Detection annotation data:
## Start
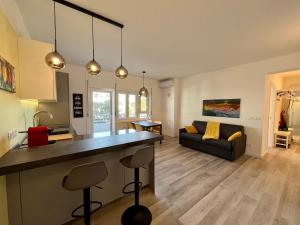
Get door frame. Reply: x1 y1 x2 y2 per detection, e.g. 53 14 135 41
88 87 115 134
268 84 277 148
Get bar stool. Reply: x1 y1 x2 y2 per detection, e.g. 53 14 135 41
63 162 108 225
120 148 154 225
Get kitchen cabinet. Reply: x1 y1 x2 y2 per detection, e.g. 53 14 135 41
18 38 56 101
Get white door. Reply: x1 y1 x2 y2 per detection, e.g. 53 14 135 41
90 89 113 136
268 85 276 148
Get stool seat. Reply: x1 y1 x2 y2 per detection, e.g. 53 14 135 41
63 162 108 191
62 162 108 225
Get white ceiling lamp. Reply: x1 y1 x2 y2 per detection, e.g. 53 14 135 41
139 71 149 97
45 1 66 70
86 17 101 76
115 28 128 79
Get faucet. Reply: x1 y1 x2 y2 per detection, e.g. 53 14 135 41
32 111 53 127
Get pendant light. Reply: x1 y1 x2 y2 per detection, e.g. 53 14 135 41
115 28 128 79
45 1 66 70
139 71 149 97
86 17 101 75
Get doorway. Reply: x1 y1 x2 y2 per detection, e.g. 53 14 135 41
90 89 113 136
268 85 277 148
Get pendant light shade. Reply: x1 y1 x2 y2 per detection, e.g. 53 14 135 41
86 17 101 76
115 29 128 79
45 51 66 70
139 71 149 97
115 65 128 79
45 1 66 70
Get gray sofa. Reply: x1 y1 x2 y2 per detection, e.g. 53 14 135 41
179 121 247 161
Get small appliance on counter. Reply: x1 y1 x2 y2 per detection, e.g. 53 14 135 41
27 126 52 147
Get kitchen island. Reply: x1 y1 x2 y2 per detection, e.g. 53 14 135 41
0 131 162 225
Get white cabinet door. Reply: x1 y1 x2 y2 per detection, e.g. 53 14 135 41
18 38 56 101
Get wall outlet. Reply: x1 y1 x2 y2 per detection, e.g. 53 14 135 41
8 130 18 141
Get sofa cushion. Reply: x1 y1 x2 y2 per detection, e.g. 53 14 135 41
193 120 207 135
220 123 244 140
180 133 203 143
203 138 232 151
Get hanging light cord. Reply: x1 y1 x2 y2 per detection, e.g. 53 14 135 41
92 16 95 60
53 1 56 51
121 28 123 66
18 171 24 225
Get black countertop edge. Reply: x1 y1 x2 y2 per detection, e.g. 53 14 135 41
0 131 163 176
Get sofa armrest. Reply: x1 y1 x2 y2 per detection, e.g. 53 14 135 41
179 128 186 134
233 134 247 160
178 128 186 144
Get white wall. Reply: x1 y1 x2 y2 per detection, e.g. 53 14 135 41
62 64 161 134
162 86 175 137
180 53 300 157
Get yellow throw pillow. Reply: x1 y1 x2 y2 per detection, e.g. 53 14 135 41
184 125 198 134
202 121 220 140
228 131 242 141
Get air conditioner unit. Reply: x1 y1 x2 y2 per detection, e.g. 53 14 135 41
159 79 175 88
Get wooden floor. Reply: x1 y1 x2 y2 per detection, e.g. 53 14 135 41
69 138 300 225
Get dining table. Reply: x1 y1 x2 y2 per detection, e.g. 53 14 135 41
131 120 162 144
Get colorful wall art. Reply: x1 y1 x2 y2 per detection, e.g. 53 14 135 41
202 99 241 118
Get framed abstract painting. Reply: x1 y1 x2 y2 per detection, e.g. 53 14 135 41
0 56 16 93
202 99 241 118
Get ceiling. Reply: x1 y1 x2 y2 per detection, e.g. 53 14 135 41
16 0 300 79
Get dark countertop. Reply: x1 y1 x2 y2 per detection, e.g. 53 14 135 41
131 120 162 127
0 131 163 176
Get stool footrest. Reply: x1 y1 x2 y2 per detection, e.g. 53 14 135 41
122 181 143 194
71 201 103 218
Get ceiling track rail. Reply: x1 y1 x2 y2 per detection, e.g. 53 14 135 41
53 0 124 29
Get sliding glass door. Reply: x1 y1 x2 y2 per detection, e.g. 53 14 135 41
91 90 112 136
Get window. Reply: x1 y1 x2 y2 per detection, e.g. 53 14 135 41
140 96 149 119
118 93 126 119
116 91 149 120
128 94 136 118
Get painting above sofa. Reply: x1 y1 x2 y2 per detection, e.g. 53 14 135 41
202 99 241 118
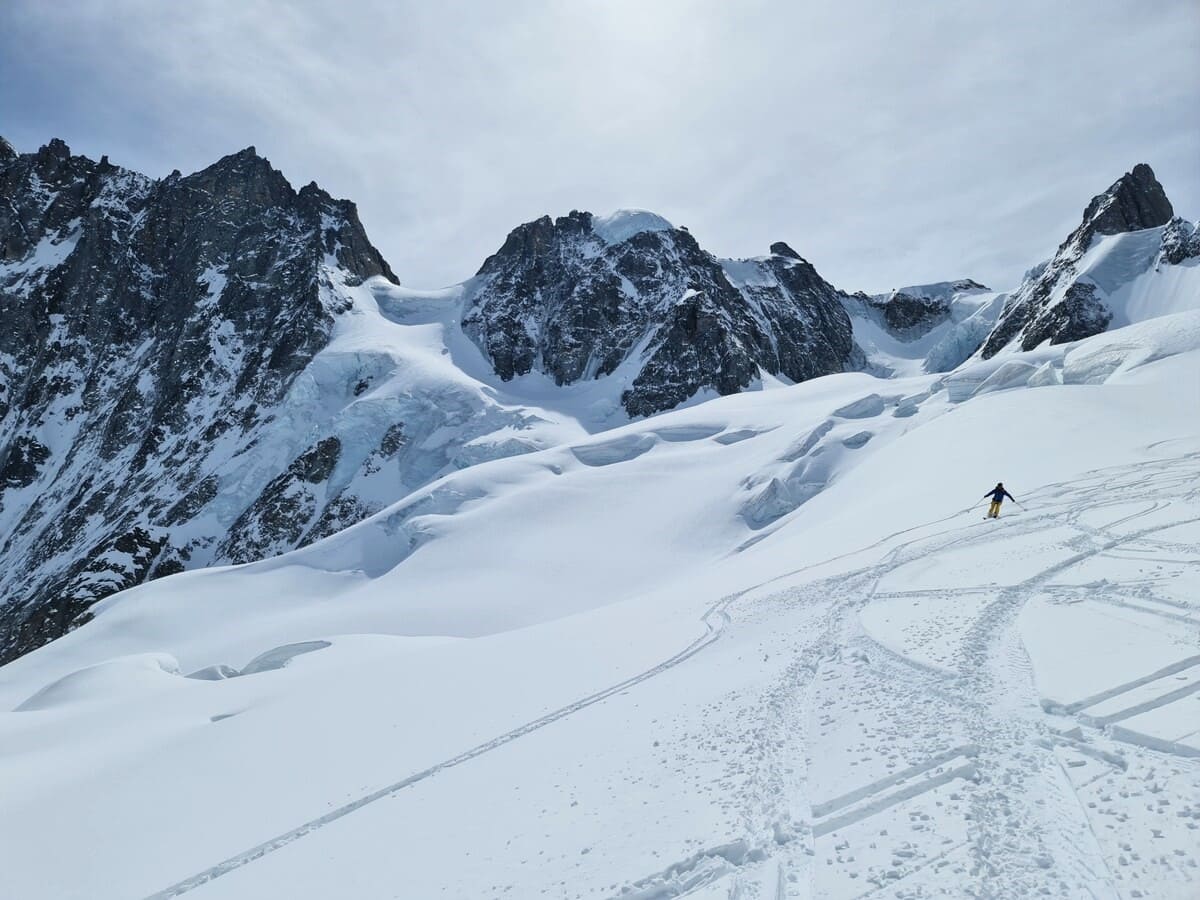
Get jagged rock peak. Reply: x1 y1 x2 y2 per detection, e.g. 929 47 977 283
462 210 853 415
37 138 71 161
770 241 804 263
1082 162 1175 234
982 163 1192 359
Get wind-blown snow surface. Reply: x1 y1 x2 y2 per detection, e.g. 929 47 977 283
0 314 1200 900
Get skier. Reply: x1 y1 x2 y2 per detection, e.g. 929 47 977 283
984 481 1016 518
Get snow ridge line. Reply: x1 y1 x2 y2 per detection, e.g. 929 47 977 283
812 744 979 818
1042 655 1200 721
145 592 744 900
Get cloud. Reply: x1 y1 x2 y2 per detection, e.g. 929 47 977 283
0 0 1200 290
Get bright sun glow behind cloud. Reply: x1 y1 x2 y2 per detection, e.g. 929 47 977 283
0 0 1200 290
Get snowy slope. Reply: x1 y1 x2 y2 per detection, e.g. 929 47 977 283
0 312 1200 900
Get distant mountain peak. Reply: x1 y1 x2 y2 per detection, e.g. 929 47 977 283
982 162 1190 359
592 209 674 244
1081 162 1175 234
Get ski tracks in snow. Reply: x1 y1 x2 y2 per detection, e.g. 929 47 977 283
148 455 1200 900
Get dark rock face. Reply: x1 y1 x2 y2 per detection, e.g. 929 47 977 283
850 278 988 341
1084 162 1175 234
462 211 853 415
1162 216 1200 265
0 140 395 664
983 163 1171 359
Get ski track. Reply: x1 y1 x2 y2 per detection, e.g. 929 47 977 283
146 454 1200 900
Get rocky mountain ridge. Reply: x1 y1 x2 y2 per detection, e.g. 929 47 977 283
0 140 1200 664
462 211 853 415
982 163 1194 359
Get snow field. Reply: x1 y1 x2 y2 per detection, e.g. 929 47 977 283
0 312 1200 900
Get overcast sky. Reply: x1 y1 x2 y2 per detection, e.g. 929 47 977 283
0 0 1200 292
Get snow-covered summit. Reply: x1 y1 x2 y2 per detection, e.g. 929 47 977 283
592 209 674 244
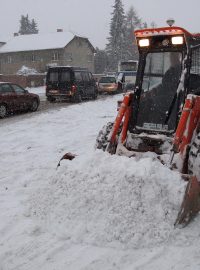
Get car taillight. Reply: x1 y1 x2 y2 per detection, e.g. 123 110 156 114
71 85 77 93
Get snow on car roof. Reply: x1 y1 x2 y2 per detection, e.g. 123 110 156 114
0 32 78 53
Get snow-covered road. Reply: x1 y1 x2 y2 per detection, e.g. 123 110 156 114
0 95 200 270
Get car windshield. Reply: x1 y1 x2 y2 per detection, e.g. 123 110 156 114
137 52 182 131
49 70 58 82
99 77 116 83
60 70 70 82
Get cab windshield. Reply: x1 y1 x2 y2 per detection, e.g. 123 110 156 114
136 52 182 131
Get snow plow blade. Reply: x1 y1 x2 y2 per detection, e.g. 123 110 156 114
174 176 200 227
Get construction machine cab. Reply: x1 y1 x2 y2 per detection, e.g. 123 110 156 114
129 27 200 134
96 27 200 228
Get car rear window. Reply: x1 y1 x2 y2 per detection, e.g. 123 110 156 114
## End
*WRITTEN REQUEST:*
Rewrite the data from the line with "Get car taillight." through the line with "96 27 200 228", including both of those lines. Copy each request unchanged and shift every bounding-box coordinate in the answers by adding 119.

*ANSWER FOR THE TASK:*
Get car taillight. Reply: x1 y1 x2 y2 per detection, e.g. 123 110 156 114
190 204 196 212
Get snow on car roof. Reply: x1 y1 x2 y2 per detection, e.g. 123 110 156 114
119 151 197 172
Get snow-covered road. Reply: x1 y1 x2 y2 per detection, e.g. 123 110 156 114
119 214 319 389
Get car windshield. Reply: x1 y1 x2 y2 per detection, e.g. 123 110 156 114
256 171 301 250
168 189 177 201
218 196 235 202
179 189 189 201
Get cab windshield. Reply: x1 y1 x2 y2 per detection, e.g. 123 110 156 114
255 171 301 250
Get snow plow blade. Reply: x1 y1 x2 y2 per detection, e.g. 123 110 156 114
293 295 319 346
Get construction machine cab. Reply: x1 y1 x2 y2 per detection, e.g. 123 110 156 114
248 146 319 253
215 146 319 347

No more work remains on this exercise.